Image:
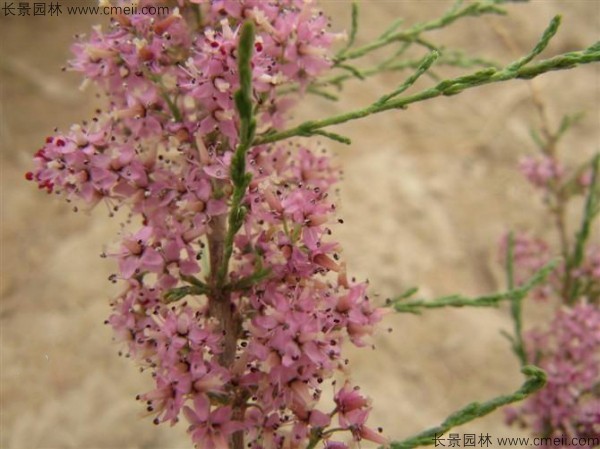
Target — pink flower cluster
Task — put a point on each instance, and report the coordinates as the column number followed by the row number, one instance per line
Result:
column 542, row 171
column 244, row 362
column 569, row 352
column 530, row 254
○ ○ ○ ○
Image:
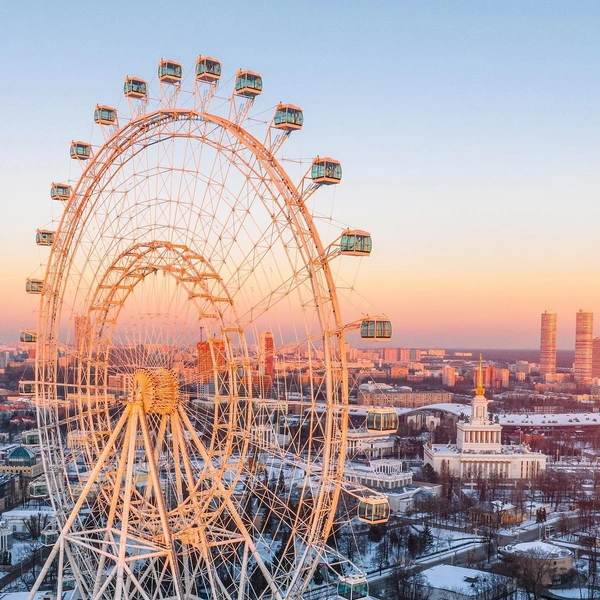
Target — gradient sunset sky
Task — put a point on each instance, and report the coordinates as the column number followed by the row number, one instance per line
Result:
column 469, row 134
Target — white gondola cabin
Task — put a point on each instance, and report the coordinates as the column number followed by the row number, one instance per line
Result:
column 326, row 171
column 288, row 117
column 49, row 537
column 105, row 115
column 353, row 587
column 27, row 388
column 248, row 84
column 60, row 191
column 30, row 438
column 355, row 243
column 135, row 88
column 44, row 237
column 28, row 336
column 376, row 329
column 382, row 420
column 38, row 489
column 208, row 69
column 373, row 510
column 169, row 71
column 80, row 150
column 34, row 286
○ ○ ○ ○
What you need to do:
From the entries above, extract every line where the word "Target" appears.

Answer section:
Target — pink flower cluster
Target — gradient sunset sky
Target — white gondola cabin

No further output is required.